▶ [Task prompt] Rewrite the entries below as a JSON list of strings, with one string for each line and no blank lines. Leave the pictures out of your answer.
□ □ □ □ □ □ □
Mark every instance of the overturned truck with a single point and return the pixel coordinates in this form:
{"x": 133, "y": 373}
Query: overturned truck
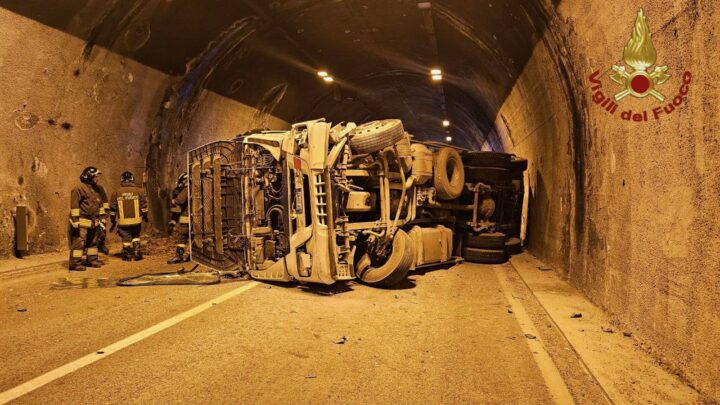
{"x": 322, "y": 203}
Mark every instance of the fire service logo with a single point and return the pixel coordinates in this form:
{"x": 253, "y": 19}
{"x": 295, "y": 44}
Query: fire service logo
{"x": 639, "y": 78}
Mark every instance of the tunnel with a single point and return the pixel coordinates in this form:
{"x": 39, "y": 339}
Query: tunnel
□ □ □ □ □ □ □
▶ [Final answer]
[
  "Mark every instance of the overturned truck with a single point and return the pixel coordinates in this form:",
  "{\"x\": 133, \"y\": 373}",
  "Query: overturned truck",
  "{\"x\": 322, \"y\": 203}",
  "Mark every instance of the fire service logo with a single point and return the pixel coordinates in this form:",
  "{\"x\": 253, \"y\": 19}",
  "{\"x\": 295, \"y\": 44}",
  "Query: fire service logo",
  "{\"x\": 639, \"y\": 78}",
  "Mark every instance of the tunnel with a single point and return the pixel coordinates in this form:",
  "{\"x\": 39, \"y\": 339}",
  "Query: tunnel"
]